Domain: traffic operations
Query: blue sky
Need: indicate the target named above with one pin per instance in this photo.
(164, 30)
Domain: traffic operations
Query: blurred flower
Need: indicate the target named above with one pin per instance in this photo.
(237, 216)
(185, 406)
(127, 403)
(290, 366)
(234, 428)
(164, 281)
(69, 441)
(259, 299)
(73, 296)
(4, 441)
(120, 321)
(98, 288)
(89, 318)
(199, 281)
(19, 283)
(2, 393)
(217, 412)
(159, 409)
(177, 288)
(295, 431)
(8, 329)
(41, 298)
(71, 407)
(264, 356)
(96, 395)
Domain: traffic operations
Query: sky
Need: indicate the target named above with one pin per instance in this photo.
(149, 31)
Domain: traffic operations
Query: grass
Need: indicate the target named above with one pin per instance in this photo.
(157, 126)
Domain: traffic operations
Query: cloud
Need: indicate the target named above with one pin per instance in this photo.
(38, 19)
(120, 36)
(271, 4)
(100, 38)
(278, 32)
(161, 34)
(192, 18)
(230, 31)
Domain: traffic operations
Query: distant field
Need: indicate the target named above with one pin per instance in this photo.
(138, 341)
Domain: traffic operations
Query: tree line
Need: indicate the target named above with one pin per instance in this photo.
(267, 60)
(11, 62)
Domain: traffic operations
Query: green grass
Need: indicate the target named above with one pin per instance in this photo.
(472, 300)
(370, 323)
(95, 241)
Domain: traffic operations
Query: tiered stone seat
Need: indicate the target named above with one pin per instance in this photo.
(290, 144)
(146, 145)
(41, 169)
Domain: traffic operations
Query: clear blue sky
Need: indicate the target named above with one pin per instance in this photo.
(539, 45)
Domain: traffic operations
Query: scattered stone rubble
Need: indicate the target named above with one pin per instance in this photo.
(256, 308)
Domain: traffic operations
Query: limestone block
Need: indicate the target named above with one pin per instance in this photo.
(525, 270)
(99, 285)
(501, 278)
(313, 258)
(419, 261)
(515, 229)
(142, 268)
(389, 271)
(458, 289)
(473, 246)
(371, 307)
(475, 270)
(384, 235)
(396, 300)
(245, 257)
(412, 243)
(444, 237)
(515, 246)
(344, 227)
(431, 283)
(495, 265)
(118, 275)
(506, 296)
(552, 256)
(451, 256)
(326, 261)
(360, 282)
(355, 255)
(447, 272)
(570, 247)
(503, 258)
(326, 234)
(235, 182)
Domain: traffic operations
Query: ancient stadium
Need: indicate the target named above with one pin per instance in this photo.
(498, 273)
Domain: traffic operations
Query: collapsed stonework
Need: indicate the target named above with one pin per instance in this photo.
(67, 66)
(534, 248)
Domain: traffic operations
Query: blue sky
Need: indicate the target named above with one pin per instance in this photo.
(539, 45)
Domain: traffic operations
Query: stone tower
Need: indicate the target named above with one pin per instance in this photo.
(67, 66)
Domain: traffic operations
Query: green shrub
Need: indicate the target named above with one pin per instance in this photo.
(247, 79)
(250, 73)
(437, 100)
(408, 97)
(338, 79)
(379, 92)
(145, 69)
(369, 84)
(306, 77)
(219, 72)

═══

The exercise: Type out the whole listing above again, exactly as it stands.

Response below:
Domain: traffic operations
Query: blue sky
Need: indicate the target named above with one pin per instance in this photo.
(164, 30)
Domain: traffic operations
Query: blurred flower
Need: indicate the target named above with one pin per instance in this photo.
(237, 216)
(185, 406)
(127, 403)
(290, 366)
(234, 428)
(164, 281)
(69, 441)
(259, 299)
(73, 296)
(4, 441)
(120, 321)
(98, 288)
(89, 318)
(199, 281)
(19, 283)
(2, 393)
(217, 412)
(159, 409)
(177, 288)
(295, 431)
(8, 329)
(41, 298)
(71, 407)
(264, 356)
(96, 395)
Domain: traffic operations
Query: sky
Need: indicate the target named above with one pin per instance in this photo.
(149, 31)
Domain: traffic operations
Query: grass
Need: indicate the target named above with one pin per instance in this photo.
(157, 126)
Domain: traffic operations
Query: cloud
Need: indicate the target named above with one pin per instance in this photo.
(38, 19)
(120, 36)
(271, 4)
(100, 38)
(278, 32)
(161, 34)
(192, 18)
(230, 31)
Domain: traffic operations
Query: distant field
Need: indicate the target named above with one pin per instance in this photo.
(138, 341)
Domain: traffic operations
Query: tree line
Need: indicate the target named above with one pin per instance in this photo.
(267, 60)
(11, 62)
Domain: traffic operations
Query: green grass
Need: indicate the target named above with one pin per instance in this photo.
(472, 300)
(370, 323)
(95, 241)
Domain: traffic operations
Query: tiered stone seat
Need: indicate the target named above with one pin per instance in this photo.
(290, 144)
(146, 145)
(41, 169)
Domain: traffic operations
Query: clear blue sky
Need: indicate the target named above with one pin per instance in this photo.
(539, 45)
Domain: traffic operations
Query: scattered stone rubble
Need: indicate the target named above with one pin per instance in this photo.
(256, 308)
Domain: traffic operations
Query: limestone block
Need: indicate the target named above with one pin per instance in this photo.
(525, 270)
(99, 285)
(501, 278)
(313, 258)
(419, 261)
(515, 229)
(142, 268)
(389, 271)
(458, 289)
(473, 246)
(371, 307)
(475, 270)
(384, 235)
(396, 300)
(245, 257)
(412, 243)
(444, 237)
(515, 246)
(344, 227)
(431, 283)
(495, 265)
(118, 275)
(506, 296)
(552, 256)
(451, 256)
(326, 261)
(360, 282)
(355, 255)
(447, 272)
(570, 247)
(503, 258)
(326, 234)
(235, 182)
Domain: traffic operations
Query: ancient stadium
Need: indicate the target named above with one pin per instance in this photo.
(498, 273)
Domain: traffic operations
Query: collapsed stonework
Need: indicate the target named above with one pin per instance in this photo.
(67, 66)
(534, 248)
Domain: traffic operations
Query: blue sky
Need: indicate the target named above with one pin per instance in this photo.
(539, 45)
Domain: traffic operations
Query: stone tower
Need: indicate the target named above with one pin per instance in this photo.
(67, 66)
Domain: traffic operations
Query: green shrub
Need: indicate the target named above with one pin per instance in this photo.
(247, 79)
(250, 73)
(437, 100)
(408, 97)
(338, 79)
(379, 92)
(145, 69)
(369, 84)
(306, 77)
(219, 72)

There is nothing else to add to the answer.